[Data supplied — start]
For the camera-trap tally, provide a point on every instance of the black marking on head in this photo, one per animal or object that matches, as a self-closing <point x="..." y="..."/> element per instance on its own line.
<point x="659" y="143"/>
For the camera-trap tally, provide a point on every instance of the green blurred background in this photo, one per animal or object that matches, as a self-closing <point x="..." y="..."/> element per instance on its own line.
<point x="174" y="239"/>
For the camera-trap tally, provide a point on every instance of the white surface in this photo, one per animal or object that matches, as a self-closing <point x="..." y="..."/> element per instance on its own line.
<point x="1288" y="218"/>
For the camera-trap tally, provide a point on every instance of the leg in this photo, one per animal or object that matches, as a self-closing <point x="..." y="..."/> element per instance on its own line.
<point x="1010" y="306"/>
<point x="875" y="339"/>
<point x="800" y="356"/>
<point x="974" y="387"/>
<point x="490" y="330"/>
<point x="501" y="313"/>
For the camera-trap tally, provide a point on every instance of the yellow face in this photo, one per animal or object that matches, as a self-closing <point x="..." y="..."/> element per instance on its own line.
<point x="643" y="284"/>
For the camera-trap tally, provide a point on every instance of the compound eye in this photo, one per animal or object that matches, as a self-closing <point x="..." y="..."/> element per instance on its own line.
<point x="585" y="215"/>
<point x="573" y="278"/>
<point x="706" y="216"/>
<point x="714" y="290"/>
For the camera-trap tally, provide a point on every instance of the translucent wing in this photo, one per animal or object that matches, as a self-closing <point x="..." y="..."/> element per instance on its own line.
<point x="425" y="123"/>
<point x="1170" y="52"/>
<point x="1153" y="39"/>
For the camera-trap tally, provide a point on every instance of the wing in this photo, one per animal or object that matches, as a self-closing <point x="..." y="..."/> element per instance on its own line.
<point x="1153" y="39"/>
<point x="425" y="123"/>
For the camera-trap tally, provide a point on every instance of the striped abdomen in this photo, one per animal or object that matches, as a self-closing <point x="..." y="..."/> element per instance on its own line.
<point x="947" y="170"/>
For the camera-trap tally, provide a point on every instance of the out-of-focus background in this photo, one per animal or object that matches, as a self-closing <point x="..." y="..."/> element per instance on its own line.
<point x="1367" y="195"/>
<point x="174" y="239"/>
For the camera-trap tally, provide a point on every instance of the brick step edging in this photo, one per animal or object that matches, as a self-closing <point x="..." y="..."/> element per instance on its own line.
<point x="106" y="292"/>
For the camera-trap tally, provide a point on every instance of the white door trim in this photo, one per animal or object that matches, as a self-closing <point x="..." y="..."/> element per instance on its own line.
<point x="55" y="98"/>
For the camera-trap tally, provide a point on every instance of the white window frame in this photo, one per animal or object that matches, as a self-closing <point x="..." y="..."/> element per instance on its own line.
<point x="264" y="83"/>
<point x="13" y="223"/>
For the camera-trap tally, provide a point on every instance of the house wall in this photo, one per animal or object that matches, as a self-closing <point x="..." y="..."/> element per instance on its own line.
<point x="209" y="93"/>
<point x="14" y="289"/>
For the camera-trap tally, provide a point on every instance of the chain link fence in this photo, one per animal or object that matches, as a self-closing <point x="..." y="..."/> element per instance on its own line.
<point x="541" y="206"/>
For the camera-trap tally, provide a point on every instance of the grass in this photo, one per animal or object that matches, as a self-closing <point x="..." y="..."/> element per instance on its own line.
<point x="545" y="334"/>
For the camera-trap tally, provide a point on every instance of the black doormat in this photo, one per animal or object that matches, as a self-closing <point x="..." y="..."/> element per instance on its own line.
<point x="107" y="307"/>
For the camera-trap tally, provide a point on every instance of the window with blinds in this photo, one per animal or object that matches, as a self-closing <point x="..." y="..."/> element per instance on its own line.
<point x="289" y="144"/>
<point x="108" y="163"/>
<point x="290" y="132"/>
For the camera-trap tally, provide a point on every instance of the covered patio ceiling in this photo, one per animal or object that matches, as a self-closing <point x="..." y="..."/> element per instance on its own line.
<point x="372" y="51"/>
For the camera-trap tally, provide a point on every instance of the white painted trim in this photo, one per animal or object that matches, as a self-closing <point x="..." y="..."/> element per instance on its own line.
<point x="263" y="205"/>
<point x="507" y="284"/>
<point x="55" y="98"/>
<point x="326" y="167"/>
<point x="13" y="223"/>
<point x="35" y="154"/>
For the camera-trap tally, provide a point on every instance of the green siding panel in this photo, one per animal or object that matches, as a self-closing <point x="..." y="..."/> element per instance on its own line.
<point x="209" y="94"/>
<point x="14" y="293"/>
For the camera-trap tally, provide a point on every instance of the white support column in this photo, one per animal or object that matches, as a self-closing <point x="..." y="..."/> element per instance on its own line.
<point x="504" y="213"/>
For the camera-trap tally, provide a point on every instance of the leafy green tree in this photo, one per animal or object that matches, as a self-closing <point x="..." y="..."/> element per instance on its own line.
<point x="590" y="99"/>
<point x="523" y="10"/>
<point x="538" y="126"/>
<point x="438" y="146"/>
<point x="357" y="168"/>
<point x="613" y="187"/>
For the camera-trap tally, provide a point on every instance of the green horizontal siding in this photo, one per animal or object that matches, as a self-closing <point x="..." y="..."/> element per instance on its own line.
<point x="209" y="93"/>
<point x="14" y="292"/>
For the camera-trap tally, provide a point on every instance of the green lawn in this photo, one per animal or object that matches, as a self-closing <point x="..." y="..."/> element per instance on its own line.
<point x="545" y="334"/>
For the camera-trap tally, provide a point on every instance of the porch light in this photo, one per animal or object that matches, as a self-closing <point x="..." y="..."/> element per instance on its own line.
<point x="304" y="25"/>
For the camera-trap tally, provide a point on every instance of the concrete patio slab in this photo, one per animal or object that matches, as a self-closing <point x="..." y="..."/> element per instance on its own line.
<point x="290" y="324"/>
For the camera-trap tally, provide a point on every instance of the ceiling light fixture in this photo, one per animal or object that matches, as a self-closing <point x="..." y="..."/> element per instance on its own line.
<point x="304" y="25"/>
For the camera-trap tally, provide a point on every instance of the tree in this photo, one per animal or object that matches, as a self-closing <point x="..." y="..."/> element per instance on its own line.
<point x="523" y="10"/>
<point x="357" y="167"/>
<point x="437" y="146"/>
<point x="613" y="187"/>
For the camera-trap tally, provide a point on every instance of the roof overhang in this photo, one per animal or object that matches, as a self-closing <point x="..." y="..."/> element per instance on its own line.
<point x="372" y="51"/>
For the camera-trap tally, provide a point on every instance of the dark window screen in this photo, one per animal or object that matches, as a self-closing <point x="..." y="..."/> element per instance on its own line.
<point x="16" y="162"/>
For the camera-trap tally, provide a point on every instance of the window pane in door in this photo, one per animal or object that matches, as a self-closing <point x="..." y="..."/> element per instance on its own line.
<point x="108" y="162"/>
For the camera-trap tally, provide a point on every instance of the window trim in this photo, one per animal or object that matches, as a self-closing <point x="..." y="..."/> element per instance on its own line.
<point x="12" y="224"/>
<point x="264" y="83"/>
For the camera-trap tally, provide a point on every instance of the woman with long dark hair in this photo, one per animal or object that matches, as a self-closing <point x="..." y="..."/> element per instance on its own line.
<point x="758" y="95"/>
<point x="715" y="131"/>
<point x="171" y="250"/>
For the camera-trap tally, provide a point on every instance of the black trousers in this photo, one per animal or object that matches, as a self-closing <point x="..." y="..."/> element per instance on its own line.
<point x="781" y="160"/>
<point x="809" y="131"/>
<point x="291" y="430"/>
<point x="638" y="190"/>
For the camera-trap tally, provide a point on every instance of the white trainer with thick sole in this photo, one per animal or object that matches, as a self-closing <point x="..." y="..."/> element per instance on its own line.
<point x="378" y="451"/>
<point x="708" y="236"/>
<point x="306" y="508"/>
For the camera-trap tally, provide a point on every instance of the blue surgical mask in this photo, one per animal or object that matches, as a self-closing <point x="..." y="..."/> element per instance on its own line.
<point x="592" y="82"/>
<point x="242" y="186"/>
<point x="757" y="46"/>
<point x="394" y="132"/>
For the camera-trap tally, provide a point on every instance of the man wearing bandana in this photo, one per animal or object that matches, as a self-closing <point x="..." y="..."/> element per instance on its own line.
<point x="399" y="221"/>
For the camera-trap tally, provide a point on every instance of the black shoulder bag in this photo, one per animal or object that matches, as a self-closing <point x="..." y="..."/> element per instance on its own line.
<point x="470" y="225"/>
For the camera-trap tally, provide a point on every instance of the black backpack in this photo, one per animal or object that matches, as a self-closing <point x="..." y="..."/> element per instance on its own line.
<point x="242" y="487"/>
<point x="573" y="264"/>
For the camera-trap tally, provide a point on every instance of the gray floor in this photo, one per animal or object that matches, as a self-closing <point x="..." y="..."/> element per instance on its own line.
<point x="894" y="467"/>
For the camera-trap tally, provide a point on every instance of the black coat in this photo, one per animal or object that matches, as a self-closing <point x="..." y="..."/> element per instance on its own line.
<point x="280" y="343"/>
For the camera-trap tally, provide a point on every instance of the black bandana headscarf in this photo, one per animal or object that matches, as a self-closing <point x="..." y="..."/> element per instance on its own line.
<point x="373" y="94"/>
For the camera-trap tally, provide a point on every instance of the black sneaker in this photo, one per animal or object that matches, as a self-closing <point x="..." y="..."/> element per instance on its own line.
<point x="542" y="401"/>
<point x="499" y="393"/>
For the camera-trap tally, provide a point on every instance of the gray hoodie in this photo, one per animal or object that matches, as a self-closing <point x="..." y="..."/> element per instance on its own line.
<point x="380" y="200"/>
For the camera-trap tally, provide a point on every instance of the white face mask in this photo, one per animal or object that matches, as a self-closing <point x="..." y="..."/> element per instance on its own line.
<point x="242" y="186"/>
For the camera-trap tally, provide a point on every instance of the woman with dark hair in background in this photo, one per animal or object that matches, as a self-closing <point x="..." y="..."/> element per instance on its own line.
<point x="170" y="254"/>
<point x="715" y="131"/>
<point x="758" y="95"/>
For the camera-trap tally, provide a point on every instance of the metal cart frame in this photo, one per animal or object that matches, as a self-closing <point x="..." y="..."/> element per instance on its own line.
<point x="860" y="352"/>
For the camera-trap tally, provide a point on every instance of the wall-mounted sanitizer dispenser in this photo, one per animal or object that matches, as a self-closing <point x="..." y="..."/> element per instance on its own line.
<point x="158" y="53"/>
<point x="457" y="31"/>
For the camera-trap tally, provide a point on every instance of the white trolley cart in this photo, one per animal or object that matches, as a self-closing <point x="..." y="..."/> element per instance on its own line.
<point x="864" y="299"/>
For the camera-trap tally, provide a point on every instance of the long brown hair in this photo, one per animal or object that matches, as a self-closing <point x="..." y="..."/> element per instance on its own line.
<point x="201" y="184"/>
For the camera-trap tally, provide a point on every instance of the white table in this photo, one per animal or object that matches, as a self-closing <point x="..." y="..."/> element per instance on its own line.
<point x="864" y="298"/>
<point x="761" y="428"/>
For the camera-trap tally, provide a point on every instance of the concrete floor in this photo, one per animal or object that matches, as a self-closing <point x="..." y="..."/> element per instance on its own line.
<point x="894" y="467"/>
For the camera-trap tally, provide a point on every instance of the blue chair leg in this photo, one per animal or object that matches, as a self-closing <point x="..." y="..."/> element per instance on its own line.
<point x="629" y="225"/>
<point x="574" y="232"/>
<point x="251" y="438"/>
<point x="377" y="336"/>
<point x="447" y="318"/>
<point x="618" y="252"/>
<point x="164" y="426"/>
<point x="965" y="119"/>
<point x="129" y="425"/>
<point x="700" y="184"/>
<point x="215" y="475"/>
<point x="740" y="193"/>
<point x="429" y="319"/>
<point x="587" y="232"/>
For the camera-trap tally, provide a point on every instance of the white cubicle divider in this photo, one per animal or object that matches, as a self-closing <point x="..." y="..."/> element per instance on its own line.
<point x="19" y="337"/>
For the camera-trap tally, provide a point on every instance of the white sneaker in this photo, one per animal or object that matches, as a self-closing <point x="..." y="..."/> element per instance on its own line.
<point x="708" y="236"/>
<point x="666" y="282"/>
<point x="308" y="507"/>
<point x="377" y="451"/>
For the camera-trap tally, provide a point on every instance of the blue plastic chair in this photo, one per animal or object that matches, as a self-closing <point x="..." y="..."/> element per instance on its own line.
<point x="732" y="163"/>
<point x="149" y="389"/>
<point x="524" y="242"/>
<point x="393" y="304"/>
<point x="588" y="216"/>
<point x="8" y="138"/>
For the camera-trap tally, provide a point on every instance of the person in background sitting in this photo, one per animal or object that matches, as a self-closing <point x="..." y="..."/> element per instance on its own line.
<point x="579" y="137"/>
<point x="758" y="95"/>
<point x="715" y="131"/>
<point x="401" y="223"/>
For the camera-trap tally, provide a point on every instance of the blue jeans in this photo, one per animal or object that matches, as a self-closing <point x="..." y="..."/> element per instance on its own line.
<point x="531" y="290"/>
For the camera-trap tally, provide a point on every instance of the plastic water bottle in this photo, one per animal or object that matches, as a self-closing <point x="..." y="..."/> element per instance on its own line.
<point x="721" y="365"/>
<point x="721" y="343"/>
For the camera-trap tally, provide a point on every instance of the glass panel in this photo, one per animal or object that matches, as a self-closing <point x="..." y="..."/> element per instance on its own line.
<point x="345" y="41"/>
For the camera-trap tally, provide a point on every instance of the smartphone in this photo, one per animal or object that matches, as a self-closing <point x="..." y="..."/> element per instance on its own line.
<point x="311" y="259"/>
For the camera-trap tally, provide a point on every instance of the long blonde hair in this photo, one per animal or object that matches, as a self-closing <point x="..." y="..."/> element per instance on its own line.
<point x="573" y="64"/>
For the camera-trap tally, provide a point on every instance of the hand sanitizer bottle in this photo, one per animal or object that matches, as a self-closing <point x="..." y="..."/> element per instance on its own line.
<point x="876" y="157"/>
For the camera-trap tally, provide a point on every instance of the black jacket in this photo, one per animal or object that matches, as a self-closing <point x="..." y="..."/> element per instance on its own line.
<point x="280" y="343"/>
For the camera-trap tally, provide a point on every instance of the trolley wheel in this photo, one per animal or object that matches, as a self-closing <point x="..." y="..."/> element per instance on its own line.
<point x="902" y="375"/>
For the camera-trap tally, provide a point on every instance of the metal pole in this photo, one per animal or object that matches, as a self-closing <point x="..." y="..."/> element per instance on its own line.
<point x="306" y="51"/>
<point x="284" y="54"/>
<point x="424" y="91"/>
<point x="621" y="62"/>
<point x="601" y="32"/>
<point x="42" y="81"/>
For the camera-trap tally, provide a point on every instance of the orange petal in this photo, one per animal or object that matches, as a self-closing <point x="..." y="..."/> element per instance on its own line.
[Data supplied — finish]
Everything from the line containing "of the plastic" to the last line of the entries above should be quoted exactly, and only that.

For the camera-trap tally, provide a point on every instance of the plastic water bottle in this photo, one per animal or object that matches, as a self-closing <point x="..." y="..."/> element per instance on its own line.
<point x="721" y="365"/>
<point x="721" y="343"/>
For the camera-trap tally, provide a point on every instance of the glass panel in this photo, one per animal or object that matches, as a self-closing <point x="..." y="..."/> element per instance on its own line.
<point x="345" y="41"/>
For the camera-trap tally, provide a point on every instance of the smartphone in this photo, one per animal or object that matches, as a self-closing <point x="..." y="..."/> element per instance on its own line.
<point x="311" y="259"/>
For the camera-trap tally, provide a point on every instance of the long blonde hair in this photo, one per animal or object that matches, as a self-closing <point x="..." y="..."/> element per instance on its own line.
<point x="573" y="64"/>
For the camera-trap tally, provide a point on every instance of the hand sanitizer bottle in this photo, one per animal or object that matches, as a self-closing <point x="..." y="..."/> element per instance on its own line.
<point x="876" y="157"/>
For the camera-trap tally, provide a point on every instance of the black jacket in this photo, one per animal or object that matches, as a self-closing <point x="..." y="..."/> element per instance on its own line.
<point x="280" y="343"/>
For the camera-trap tally, provide a point on every instance of the trolley wheel in this photo, one per animal or object that matches, as a self-closing <point x="..." y="..."/> element per instance on its own line.
<point x="902" y="375"/>
For the camera-trap tally, provide a point on every instance of the metal pole in this photo, one per animal or object that matches, as a self-closing <point x="..." y="..."/> element per instance on its own line.
<point x="306" y="51"/>
<point x="284" y="54"/>
<point x="424" y="91"/>
<point x="621" y="62"/>
<point x="601" y="32"/>
<point x="42" y="81"/>
For the camera-trap tally, provide a point on every instance of the orange petal in this photo, one per animal or object that matches, as a self-closing <point x="..." y="..."/> element per instance on its own line.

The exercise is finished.